● SOURCE INFORMATION:
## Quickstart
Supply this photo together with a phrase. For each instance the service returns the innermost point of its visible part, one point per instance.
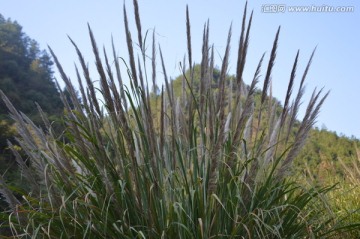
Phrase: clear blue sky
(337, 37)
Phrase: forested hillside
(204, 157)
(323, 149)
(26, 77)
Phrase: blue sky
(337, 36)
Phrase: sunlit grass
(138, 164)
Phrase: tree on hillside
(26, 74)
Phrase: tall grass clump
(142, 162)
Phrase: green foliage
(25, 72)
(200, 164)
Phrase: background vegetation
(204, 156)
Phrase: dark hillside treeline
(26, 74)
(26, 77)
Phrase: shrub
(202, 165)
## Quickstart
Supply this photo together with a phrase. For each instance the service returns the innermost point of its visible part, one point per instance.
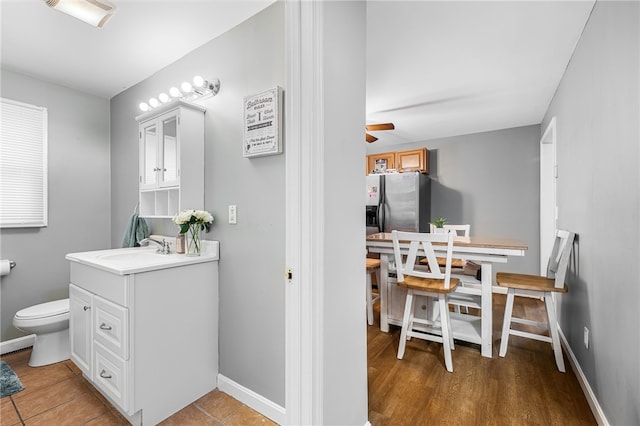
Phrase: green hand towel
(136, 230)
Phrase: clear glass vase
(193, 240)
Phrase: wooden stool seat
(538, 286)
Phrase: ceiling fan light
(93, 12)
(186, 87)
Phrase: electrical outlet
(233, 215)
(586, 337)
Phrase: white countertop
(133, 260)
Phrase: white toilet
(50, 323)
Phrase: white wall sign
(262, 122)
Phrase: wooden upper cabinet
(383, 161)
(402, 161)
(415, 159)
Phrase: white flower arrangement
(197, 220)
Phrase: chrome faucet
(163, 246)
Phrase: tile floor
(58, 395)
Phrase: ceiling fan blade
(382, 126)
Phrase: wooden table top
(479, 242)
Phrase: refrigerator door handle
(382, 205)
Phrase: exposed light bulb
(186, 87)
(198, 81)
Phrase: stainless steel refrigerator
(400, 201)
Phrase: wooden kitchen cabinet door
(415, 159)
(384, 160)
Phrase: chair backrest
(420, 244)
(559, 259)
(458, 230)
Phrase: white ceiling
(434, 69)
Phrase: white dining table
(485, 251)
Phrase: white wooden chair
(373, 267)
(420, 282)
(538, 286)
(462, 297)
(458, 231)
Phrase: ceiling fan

● INSTRUCTIONS TO FOLLOW: Without including any pictures, print each record exactly.

● ANSWER AREA:
## Quickstart
Supply this photo together with a phrase. For each instance the service returns the innermost point of its visible part, one point per instance.
Phrase: clear blue sky
(337, 37)
Phrase: forested hillside
(204, 157)
(323, 149)
(26, 77)
Phrase: blue sky
(337, 36)
Phrase: sunlit grass
(138, 164)
Phrase: tree on hillside
(26, 74)
Phrase: tall grass clump
(142, 162)
Phrase: green foliage
(25, 72)
(200, 164)
Phrase: background vegetation
(204, 156)
Phrase: dark hillside treeline
(26, 74)
(26, 77)
Phrase: shrub
(202, 165)
## Quickstart
Supply this photo together with a phrase. For each instance the service returns the innermost point of its visible part, one point per instance.
Phrase: green hand towel
(136, 230)
Phrase: clear glass vase
(193, 240)
Phrase: wooden stool seat
(538, 286)
Phrase: ceiling fan light
(93, 12)
(186, 87)
Phrase: electrical outlet
(233, 215)
(586, 337)
Phrase: white countertop
(133, 260)
Phrase: white toilet
(50, 323)
Phrase: white wall sign
(262, 122)
Phrase: wooden upper cabinet
(383, 161)
(402, 161)
(415, 159)
Phrase: white flower arrangement
(197, 220)
Phrase: chrome faucet
(163, 246)
Phrase: tile floor
(58, 395)
Phrase: ceiling fan blade
(382, 126)
Phrase: wooden table top
(479, 242)
Phrase: refrigerator door handle
(382, 205)
Phrase: exposed light bulb
(186, 87)
(198, 81)
Phrase: stainless steel refrigerator
(400, 201)
Phrase: wooden kitchen cabinet door
(415, 159)
(384, 160)
Phrase: chair backrest
(420, 244)
(559, 259)
(458, 230)
Phrase: white ceiling
(434, 69)
Phrase: white dining table
(485, 251)
Phrase: white wooden chair
(373, 267)
(420, 282)
(538, 286)
(462, 297)
(458, 231)
Phrase: ceiling fan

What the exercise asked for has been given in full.